Saved data entries
+++++

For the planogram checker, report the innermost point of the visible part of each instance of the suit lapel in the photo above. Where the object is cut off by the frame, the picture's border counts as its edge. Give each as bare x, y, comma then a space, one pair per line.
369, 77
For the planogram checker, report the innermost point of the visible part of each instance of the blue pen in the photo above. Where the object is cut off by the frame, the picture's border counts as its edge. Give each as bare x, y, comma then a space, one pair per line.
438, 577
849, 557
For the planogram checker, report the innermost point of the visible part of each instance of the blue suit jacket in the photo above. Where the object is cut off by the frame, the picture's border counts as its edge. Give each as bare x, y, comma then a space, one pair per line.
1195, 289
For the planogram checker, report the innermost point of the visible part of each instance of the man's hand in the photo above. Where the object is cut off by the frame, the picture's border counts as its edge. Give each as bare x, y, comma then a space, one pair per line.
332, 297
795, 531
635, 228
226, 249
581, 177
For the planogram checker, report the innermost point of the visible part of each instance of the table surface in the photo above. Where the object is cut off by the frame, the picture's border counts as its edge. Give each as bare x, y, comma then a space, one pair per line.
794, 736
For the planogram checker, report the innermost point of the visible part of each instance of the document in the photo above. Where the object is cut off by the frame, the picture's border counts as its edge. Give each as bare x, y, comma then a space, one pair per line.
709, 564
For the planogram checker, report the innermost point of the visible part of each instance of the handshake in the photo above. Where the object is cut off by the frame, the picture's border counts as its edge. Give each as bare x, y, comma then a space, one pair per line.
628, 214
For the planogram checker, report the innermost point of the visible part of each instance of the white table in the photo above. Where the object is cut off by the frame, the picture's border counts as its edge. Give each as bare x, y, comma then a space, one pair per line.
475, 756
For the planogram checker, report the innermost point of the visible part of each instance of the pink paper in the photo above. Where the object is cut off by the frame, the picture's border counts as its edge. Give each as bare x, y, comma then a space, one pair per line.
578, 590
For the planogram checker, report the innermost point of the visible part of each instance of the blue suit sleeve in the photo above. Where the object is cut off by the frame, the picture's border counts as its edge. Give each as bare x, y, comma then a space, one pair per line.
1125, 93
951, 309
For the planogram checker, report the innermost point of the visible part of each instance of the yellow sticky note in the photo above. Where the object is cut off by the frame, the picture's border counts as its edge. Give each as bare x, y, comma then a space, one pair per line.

+++++

Output all of the data again, exactly.

ANSWER TO THIS TASK
For the planogram checker, report the innermost point of the visible part of each instance of the suit lapel in the photo above. Where the object is cut off by the frame, the picture's border counts as its edge. Give each as bare x, y, comma then a space, one pair per line.
369, 77
For the planogram checker, report the innermost point of the visible part of each instance of the blue pen in the photo above. Where the object is cut off by the frame, the picture's border counts as its edge. Give each as bare x, y, comma then a space, one pair per line.
438, 577
849, 557
For the planogram checker, report the innermost point of the visible part of each instance of the blue suit jacket in the photo above. Where the object is cut off by the frame, the picture's border counts as its edge. Give each as bare x, y, comma then a space, one pair per line.
1195, 289
For the planogram checker, report the innermost point of the visible part of each instance of the man's hand in the photo above. Where the object is cut off by the frame, the picture's border counts as its edge. Give each as bare x, y, comma then a space, one pair per line.
332, 297
795, 531
635, 228
226, 249
581, 177
For the planogram checker, report the innermost point of the visible part of each instance of the table surface in the photo above. Where the object is cut off by the frame, the picture's border counts as its edge. Give each as bare x, y, comma then a space, one pair per line.
794, 736
For the planogram checker, report the innermost point of the visible part of each instance of the document in the photo above. Where the object is cut off by the frame, the picture's border counts as its edge. Give each as bare x, y, comma then a space, one pair per line.
709, 564
For the planogram checker, report the innermost point of the visible part of each instance of the handshake in the photo above. Where the object is cut off by the frame, the picture's border counts as its edge. Give each as bare x, y, comma then a space, one pair per line.
628, 214
For the planogram checker, report the innermost point of the visible part of each instance of the white table in the photo above. Where the object is cut off by the frame, the picture's border counts as its edge. Give each as bare x, y, comma then a space, one pair per line.
475, 756
For the planogram checker, report the innermost point of the visible part of each instance of the pink paper in the photo above. Where the object is cut off by the frame, the picture's border counts as its edge. Give each as bare x, y, comma then a space, one pair per line.
578, 590
For the planogram checker, report the innermost point of the visible part of each instance of the blue suit sleeve in the photo above. Where the object is cut off by the frame, the picture's border counts as its edge. Give each as bare x, y, comma then a space, one pair per line.
1125, 93
951, 309
For the planogram checker, report the innermost point of the visible part of each instance of the yellow sticky note in the photo above. Where the object is cut off by the frame, the picture's border counts as its edge. Give each as bare x, y, comma then a space, one pair per line.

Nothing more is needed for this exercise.